## Text segment

++++

How to Integration
This document provides a step-by-step guide to integrate Versus Incident with AWS Incident Manager make an On Call. The integration enables automated escalation of alerts to on-call teams when incidents are not acknowledged within a specified time.
We'll cover configuring Prometheus Alert Manager to send alerts to Versus, setting up AWS Incident Manager, deploying Versus, and testing the integration with a practical example.
Prerequisites
Before you begin, ensure you have:
- An AWS account with access to AWS Incident Manager.
- Versus Incident deployed (instructions provided later).
- Prometheus Alert Manager set up to monitor your systems.
Setting Up AWS Incident Manager for On-Call
AWS Incident Manager requires configuring several components to manage on-call workflows. Let’s configure a practical example using 6 contacts, two teams, and a two-stage response plan. Use the AWS Console to set these up.
Contacts
Contacts are individuals who will be notified during an incident.
- In the AWS Console, navigate to Systems Manager > Incident Manager > Contacts.
- Click Create contact.
- For each contact:
- Enter a Name (e.g., "Natsu Dragneel").
- Add Contact methods (e.g., SMS: +1-555-123-4567, Email: natsu@devopsvn.tech).

++++

(Records from a data source)
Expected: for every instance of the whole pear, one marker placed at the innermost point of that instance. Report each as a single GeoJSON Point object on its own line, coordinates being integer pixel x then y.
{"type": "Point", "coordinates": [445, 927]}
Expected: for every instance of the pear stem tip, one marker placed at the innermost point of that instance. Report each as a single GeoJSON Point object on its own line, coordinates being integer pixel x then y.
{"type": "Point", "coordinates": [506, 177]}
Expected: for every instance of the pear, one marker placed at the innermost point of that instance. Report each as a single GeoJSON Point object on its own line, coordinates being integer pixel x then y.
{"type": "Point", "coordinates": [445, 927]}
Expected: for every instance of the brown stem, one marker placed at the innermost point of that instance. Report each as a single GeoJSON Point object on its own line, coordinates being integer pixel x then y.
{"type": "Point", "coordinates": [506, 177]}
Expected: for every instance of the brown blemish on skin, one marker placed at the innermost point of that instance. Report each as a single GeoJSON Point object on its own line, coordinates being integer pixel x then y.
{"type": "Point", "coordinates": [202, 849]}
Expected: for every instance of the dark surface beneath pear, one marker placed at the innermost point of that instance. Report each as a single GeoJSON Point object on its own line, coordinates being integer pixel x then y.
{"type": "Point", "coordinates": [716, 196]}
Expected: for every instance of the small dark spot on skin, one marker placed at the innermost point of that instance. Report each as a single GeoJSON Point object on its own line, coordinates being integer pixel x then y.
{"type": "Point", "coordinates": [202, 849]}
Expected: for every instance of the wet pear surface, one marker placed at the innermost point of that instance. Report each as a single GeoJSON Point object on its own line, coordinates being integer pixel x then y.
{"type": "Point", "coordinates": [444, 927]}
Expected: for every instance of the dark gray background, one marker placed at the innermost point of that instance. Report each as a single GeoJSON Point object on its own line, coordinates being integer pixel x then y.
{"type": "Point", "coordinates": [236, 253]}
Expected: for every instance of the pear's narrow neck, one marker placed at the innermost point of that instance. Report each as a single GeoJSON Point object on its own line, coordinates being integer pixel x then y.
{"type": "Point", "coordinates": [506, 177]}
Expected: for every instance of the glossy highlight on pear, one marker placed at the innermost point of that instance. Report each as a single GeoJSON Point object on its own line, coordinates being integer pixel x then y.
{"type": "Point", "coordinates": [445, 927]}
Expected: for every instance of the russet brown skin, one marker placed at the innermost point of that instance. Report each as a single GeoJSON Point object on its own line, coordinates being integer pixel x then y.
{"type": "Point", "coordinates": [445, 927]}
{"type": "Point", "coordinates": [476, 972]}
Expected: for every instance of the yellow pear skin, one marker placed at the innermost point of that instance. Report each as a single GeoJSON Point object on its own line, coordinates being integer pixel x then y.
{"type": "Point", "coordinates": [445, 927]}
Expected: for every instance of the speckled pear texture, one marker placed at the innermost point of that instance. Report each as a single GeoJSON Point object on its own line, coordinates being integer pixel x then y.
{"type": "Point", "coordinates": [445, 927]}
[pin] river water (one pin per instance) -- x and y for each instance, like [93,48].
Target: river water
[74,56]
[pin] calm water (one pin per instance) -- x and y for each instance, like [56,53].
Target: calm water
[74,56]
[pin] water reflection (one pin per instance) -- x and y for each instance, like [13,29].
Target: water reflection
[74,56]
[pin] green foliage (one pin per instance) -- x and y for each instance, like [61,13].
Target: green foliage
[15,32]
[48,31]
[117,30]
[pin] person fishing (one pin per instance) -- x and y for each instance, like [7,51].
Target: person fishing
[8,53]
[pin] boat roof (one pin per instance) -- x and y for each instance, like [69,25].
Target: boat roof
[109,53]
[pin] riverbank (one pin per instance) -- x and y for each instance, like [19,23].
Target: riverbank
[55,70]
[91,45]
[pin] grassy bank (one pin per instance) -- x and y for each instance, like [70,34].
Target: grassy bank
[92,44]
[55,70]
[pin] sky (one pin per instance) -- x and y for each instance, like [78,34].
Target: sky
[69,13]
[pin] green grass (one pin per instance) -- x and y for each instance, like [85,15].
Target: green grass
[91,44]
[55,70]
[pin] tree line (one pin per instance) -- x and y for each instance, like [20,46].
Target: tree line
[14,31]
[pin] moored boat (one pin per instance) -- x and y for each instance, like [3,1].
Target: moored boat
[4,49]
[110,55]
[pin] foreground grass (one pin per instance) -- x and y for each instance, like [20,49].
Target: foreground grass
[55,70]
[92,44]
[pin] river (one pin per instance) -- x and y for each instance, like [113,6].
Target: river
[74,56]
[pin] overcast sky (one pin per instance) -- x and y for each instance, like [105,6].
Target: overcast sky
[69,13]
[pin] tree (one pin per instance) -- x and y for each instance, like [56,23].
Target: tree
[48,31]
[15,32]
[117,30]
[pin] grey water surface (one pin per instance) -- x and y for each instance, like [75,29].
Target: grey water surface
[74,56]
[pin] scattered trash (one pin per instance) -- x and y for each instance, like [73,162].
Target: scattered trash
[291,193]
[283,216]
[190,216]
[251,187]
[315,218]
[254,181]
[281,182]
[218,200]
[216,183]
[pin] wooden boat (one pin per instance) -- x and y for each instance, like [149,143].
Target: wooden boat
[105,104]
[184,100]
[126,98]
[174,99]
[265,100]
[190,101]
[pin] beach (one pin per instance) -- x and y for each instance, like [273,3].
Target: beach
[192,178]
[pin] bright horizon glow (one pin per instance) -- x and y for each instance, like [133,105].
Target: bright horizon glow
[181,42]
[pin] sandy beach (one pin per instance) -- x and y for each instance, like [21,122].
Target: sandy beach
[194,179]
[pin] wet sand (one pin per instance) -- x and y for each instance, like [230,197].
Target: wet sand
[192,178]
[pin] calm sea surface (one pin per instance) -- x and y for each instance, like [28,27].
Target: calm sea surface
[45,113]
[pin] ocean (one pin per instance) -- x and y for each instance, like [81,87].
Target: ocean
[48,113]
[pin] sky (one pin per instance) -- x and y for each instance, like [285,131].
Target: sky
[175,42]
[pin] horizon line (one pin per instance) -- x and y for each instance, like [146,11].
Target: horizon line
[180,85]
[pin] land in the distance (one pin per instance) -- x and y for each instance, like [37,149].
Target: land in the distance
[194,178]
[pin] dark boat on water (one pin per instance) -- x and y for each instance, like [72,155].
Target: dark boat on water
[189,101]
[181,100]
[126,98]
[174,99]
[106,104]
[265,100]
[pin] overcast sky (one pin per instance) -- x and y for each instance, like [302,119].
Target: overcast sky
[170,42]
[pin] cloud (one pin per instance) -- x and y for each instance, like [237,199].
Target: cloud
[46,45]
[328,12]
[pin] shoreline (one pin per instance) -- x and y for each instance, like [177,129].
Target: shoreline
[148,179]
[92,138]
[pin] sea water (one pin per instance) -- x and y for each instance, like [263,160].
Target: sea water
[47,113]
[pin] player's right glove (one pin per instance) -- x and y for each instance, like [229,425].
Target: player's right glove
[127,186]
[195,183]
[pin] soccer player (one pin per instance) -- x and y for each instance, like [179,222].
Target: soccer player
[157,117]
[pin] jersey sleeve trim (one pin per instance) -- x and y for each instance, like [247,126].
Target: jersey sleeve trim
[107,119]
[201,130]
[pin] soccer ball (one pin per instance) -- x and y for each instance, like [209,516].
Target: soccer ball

++++

## Work to be completed
Extend the guide on integrating Versus Incident with AWS Incident Manager, picking up right after its last sentence.

## Task output
- Save the contact.
Repeat to create 6 contacts (e.g., Natsu, Zeref, Igneel, Gray, Gajeel, Laxus).
Escalation Plan
An escalation plan defines the order in which contacts are engaged.
- Go to Incident Manager > Escalation plans > Create escalation plan.
- Name it (e.g., "TeamA_Escalation").
- Add contacts (e.g., Natsu, Zeref, and Igneel) and set them to engage simultaneously or sequentially.
- Save the plan.
- Create a second plan (e.g., "TeamB_Escalation") for Gray, Gajeel, and Laxus.
RunBook (Optional)
RunBooks automate incident resolution steps. For this guide, we’ll skip RunBook creation, but you can define one in AWS Systems Manager Automation if needed.
Response Plan
A response plan ties contacts and escalation plans into a structured response.
- Go to Incident Manager > Response plans > Create response plan.
- Name it (e.g., "CriticalIncidentResponse").
- Define two stages:
- Stage 1: Engage "TeamA_Escalation" (Natsu, Zeref, and Igneel) with a 5-minute timeout.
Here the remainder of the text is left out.